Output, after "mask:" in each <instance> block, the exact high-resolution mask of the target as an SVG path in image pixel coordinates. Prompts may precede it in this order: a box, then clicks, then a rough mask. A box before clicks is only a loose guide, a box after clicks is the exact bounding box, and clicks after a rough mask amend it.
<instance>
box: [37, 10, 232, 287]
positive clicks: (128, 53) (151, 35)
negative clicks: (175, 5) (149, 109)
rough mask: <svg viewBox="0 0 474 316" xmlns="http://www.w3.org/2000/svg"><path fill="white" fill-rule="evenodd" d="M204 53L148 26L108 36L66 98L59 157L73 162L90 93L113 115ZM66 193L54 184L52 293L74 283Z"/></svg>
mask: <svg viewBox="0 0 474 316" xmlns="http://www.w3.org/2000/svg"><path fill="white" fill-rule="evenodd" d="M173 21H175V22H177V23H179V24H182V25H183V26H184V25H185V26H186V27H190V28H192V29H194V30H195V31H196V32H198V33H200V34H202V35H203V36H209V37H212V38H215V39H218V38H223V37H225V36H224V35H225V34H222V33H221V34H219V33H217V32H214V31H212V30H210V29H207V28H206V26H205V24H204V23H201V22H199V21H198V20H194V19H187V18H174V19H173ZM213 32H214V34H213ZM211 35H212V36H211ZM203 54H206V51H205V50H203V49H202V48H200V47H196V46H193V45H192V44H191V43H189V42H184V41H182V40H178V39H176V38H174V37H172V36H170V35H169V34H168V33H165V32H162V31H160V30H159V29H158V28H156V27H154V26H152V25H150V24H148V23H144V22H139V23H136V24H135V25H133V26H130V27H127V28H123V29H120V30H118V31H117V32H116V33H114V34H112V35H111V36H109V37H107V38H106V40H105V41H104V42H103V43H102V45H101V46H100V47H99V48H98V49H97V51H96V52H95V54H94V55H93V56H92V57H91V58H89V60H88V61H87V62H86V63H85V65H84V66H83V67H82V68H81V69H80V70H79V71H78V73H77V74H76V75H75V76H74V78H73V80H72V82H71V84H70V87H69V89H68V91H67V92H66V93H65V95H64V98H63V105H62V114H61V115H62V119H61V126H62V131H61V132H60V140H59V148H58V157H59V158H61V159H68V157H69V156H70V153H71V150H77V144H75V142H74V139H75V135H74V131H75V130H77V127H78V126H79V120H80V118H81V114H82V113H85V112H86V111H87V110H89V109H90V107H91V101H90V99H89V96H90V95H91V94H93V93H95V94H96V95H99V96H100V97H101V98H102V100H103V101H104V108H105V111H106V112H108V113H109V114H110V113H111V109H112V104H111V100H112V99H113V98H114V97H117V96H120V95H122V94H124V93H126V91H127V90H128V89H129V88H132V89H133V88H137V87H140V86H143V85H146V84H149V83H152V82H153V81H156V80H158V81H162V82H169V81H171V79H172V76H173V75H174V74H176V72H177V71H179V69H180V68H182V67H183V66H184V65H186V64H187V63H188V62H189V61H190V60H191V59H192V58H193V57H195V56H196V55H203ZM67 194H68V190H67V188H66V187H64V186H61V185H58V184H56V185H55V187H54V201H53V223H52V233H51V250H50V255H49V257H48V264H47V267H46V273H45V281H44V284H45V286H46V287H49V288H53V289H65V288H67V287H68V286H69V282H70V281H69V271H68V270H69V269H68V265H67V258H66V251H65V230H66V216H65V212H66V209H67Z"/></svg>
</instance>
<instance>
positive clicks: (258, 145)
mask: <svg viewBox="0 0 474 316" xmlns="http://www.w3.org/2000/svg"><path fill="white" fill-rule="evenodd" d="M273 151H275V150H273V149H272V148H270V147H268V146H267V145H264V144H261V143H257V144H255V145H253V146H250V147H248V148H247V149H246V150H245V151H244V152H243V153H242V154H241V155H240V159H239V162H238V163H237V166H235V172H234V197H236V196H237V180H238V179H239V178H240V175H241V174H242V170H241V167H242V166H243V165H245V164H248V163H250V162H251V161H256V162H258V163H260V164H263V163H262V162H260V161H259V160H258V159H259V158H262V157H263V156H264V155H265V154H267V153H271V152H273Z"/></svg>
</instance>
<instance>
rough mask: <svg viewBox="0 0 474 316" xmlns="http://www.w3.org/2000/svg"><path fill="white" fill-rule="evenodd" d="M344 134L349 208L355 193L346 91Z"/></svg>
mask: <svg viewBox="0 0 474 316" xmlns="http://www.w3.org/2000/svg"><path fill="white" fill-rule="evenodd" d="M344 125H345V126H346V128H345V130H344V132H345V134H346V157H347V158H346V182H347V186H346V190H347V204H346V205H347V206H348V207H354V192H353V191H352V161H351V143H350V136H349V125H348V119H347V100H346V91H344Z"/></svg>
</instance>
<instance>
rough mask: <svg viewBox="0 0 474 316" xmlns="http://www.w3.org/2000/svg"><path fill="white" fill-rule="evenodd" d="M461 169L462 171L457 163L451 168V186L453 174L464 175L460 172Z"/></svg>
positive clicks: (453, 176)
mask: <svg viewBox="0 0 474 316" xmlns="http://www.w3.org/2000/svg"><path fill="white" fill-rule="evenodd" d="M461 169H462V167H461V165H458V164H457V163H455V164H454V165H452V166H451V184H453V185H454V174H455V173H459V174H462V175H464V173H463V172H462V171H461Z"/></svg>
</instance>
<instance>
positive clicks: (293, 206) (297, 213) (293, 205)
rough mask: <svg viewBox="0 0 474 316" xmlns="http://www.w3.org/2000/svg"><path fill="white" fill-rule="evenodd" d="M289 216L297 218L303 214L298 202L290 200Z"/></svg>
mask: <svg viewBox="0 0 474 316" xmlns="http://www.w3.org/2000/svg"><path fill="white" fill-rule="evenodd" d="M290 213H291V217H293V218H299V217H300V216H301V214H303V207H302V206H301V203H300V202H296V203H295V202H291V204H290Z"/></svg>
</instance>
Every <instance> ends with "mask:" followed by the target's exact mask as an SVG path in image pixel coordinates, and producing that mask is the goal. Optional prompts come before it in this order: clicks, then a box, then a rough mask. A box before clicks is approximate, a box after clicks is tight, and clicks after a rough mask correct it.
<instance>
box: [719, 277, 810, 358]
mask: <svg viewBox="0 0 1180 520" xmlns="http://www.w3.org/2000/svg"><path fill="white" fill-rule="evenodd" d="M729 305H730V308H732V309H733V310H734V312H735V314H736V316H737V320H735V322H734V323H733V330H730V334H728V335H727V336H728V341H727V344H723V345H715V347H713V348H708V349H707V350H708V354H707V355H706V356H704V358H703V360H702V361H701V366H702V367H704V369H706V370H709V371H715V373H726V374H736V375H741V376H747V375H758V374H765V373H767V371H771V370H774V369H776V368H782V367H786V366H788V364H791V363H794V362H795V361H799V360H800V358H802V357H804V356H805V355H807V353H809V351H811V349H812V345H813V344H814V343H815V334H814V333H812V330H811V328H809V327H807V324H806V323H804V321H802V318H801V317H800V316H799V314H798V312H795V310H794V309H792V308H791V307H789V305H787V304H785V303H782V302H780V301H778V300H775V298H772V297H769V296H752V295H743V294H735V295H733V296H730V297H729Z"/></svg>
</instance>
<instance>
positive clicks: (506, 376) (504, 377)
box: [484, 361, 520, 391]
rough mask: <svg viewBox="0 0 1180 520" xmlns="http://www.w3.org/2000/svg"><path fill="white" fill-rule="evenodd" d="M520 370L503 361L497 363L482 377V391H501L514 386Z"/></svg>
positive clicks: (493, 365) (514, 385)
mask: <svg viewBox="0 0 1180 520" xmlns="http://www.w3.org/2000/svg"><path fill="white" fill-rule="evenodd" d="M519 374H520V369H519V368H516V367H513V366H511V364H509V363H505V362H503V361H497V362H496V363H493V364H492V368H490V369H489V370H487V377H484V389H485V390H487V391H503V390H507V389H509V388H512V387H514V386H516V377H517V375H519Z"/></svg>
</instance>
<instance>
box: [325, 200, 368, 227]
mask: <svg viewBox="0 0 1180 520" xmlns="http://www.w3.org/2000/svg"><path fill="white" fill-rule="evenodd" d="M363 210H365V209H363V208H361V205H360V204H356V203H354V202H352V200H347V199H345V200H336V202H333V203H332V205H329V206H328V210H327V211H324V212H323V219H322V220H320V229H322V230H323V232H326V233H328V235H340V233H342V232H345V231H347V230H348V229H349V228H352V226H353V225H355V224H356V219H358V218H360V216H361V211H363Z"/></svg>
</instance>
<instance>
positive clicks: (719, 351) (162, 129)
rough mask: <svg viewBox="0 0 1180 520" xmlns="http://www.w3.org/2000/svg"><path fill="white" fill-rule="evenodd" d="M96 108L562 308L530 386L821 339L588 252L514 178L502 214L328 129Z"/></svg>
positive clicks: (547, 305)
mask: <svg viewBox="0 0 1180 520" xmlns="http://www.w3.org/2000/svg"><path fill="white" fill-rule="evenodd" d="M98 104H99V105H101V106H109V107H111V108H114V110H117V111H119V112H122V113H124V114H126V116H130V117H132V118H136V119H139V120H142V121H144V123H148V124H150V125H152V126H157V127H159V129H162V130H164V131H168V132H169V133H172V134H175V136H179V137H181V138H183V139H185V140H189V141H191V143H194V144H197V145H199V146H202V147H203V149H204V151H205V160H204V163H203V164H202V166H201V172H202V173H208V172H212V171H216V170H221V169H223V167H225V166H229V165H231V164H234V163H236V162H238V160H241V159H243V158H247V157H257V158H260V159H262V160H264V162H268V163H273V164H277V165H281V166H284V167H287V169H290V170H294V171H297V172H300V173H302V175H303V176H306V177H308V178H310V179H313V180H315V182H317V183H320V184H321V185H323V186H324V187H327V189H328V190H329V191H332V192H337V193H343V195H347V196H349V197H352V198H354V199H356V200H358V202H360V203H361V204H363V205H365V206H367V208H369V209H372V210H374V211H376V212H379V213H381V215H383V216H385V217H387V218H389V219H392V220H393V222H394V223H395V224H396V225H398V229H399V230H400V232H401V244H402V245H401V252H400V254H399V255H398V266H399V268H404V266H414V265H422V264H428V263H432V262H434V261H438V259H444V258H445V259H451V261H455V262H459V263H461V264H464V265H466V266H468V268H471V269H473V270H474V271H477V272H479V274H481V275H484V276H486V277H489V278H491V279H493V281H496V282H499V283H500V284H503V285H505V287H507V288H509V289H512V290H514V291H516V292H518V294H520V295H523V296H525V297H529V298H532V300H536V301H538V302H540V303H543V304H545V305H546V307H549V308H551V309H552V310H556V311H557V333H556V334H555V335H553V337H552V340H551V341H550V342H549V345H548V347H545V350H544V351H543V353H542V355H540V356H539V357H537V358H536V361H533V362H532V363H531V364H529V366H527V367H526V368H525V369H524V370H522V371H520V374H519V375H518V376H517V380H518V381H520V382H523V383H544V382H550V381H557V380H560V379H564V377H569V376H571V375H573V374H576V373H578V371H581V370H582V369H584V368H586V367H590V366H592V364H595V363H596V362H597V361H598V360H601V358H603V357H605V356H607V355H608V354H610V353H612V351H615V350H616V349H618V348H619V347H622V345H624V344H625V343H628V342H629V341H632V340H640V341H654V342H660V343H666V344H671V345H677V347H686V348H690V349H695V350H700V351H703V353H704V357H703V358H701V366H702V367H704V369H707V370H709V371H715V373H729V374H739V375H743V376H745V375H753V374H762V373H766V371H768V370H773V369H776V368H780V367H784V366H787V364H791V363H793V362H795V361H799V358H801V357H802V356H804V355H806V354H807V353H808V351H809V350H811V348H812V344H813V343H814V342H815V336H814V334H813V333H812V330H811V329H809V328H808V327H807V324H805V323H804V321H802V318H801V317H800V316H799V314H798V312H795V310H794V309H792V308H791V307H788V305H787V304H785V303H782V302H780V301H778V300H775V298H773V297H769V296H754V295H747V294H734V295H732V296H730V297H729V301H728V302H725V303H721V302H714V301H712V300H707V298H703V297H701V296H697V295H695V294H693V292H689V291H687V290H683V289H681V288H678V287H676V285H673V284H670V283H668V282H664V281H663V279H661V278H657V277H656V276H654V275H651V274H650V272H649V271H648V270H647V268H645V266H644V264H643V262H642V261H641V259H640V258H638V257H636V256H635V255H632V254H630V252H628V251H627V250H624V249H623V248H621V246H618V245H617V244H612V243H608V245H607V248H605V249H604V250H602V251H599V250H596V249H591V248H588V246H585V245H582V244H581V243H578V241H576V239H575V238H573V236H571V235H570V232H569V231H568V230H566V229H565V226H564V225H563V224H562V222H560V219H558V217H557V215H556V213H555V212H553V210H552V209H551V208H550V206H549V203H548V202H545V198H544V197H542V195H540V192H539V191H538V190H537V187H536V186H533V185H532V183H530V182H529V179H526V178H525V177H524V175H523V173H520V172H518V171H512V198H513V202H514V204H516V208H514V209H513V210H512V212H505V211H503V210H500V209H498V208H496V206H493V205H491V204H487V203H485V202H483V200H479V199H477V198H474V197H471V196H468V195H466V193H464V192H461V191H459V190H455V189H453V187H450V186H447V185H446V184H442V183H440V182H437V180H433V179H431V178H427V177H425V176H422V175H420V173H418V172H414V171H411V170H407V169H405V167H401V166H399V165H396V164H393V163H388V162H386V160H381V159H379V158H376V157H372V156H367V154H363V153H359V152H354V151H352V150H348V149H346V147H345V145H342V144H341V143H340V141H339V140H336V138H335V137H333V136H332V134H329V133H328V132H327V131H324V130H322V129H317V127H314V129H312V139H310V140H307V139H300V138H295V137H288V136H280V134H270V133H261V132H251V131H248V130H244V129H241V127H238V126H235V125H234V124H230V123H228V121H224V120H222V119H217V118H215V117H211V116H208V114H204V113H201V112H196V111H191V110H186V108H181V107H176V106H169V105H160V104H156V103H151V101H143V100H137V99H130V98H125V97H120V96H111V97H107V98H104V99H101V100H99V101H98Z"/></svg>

Action item:
Report every line of the data above that contains the string "positive". Case counts.

Written answer:
positive clicks: (128, 53) (151, 35)
positive clicks: (258, 145)
positive clicks: (453, 176)
positive clicks: (293, 206) (297, 213) (293, 205)
positive clicks: (506, 376) (504, 377)
positive clicks: (493, 365) (514, 385)
positive clicks: (719, 351) (162, 129)
positive clicks: (547, 305)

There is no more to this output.